**Page text**.
#####
Note
Go to the end to download the full example code.
Get started with TorchRL’s modules¶
Author: Vincent Moens
Note
To run this tutorial in a notebook, add an installation cell at the beginning containing:
!pip install tensordict !pip install torchrl
Reinforcement Learning is designed to create policies that can effectively tackle specific tasks. Policies can take various forms, from a differentiable map transitioning from the observation space to the action space, to a more ad-hoc method like an argmax over a list of values computed for each possible action. Policies can be deterministic or stochastic, and may incorporate complex elements such as Recurrent Neural Networks (RNNs) or transformers.
Accommodating all these scenarios can be quite intricate. In this succinct tutorial, we will delve into the core functionality of TorchRL in terms of policy construction. We will primarily focus on stochastic and Q-Value policies in two common scenarios: using a Multi-Layer Perceptron (MLP) or a Convolutional Neural Network (CNN) as backbones.
TensorDictModules¶
Similar to how environments interact with instances of
TensorDict
, the modules used to represent policies and
value functions also do the same. The core idea is simple: encapsulate a
standard Module
(or any other function) within a class
that knows which entries need to be read and passed to the module, and then
records the results with the assigned entries. To illustrate this, we will
use the simplest policy possible: a deterministic map from the observation
space to the action space. For maximum generality, we will use a
LazyLinear
module with the Pendulum environment we
instantiated in the previous tutorial.
#####
**Exercise aim**. Reproduce the TorchRL modules tutorial above word for word, from its opening "Note" through its final sentence.

**Excerpted data**.
#####
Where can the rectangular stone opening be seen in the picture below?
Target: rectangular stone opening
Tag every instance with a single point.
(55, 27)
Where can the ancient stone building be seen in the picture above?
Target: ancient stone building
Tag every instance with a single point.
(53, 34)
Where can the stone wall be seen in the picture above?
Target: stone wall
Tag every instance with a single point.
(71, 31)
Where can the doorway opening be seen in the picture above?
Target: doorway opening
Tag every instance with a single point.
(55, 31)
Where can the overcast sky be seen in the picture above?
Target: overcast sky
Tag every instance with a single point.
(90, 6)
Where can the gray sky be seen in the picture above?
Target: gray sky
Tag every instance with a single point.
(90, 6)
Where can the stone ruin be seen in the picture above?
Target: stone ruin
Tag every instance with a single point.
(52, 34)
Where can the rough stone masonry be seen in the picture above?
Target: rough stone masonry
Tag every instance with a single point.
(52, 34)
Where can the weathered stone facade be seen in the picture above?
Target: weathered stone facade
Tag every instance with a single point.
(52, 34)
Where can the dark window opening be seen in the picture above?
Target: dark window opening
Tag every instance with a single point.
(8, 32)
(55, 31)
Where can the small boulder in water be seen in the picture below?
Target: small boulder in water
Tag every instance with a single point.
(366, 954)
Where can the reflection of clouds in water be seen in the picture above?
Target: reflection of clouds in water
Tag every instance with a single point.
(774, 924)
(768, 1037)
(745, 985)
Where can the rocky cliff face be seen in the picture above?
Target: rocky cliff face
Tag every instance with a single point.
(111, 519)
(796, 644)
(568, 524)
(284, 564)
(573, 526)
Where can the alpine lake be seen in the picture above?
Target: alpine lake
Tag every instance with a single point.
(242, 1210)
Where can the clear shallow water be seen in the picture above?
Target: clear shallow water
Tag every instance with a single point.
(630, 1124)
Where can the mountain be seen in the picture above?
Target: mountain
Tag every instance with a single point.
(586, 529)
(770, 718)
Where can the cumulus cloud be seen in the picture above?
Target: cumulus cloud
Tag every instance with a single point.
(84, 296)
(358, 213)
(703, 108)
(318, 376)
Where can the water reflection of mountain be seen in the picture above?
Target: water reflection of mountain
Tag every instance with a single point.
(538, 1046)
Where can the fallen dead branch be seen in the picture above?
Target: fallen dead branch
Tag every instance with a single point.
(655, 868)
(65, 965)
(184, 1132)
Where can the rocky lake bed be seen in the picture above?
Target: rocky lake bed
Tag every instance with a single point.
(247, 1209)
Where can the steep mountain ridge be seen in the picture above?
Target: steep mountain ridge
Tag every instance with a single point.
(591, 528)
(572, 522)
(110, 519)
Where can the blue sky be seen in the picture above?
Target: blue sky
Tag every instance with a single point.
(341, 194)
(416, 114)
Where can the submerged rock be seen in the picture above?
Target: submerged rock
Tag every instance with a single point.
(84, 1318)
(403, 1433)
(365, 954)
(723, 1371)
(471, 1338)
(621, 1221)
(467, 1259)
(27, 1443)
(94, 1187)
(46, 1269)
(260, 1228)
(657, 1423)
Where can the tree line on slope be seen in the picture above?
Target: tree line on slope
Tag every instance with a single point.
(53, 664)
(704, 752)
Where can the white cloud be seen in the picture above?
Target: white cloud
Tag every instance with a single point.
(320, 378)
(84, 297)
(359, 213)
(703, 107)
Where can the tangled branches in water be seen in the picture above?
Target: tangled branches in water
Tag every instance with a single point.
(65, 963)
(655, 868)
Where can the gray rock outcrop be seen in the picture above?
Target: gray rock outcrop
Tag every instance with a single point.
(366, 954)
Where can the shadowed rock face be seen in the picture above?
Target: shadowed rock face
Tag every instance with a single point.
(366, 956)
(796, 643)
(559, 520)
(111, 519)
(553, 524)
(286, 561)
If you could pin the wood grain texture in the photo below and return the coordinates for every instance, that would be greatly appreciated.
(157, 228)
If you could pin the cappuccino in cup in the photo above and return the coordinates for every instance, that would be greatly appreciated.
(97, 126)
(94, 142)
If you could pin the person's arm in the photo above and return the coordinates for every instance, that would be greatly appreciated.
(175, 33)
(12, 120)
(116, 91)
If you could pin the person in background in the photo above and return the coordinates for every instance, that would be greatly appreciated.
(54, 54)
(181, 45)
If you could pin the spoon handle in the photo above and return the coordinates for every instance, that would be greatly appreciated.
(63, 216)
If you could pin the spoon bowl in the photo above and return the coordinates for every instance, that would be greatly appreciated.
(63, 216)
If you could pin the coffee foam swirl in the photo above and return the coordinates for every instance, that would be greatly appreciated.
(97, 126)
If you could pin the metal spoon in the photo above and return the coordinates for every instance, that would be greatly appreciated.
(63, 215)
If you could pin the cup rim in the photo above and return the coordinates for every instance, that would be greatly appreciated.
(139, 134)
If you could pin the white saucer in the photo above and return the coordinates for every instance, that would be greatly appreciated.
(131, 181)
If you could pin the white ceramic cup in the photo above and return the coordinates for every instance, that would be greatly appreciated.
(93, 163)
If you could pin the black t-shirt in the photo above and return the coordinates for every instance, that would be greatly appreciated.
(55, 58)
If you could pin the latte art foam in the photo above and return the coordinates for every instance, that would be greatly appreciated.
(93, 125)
#####
**Solution to the problem**.
Note
Go to the end to download the full example code.
Get started with TorchRL’s modules¶
Author: Vincent Moens
Note
To run this tutorial in a notebook, add an installation cell at the beginning containing:
!pip install tensordict !pip install torchrl
Reinforcement Learning is designed to create policies that can effectively tackle specific tasks. Policies can take various forms, from a differentiable map transitioning from the observation space to the action space, to a more ad-hoc method like an argmax over a list of values computed for each possible action. Policies can be deterministic or stochastic, and may incorporate complex elements such as Recurrent Neural Networks (RNNs) or transformers.
Accommodating all these scenarios can be quite intricate. In this succinct tutorial, we will delve into the core functionality of TorchRL in terms of policy construction. We will primarily focus on stochastic and Q-Value policies in two common scenarios: using a Multi-Layer Perceptron (MLP) or a Convolutional Neural Network (CNN) as backbones.
TensorDictModules¶
Similar to how environments interact with instances of
TensorDict
, the modules used to represent policies and
value functions also do the same. The core idea is simple: encapsulate a
standard Module
(or any other function) within a class
that knows which entries need to be read and passed to the module, and then
records the results with the assigned entries. To illustrate this, we will
use the simplest policy possible: a deterministic map from the observation
space to the action space. For maximum generality, we will use a
LazyLinear
module with the Pendulum environment we
instantiated in the previous tutorial.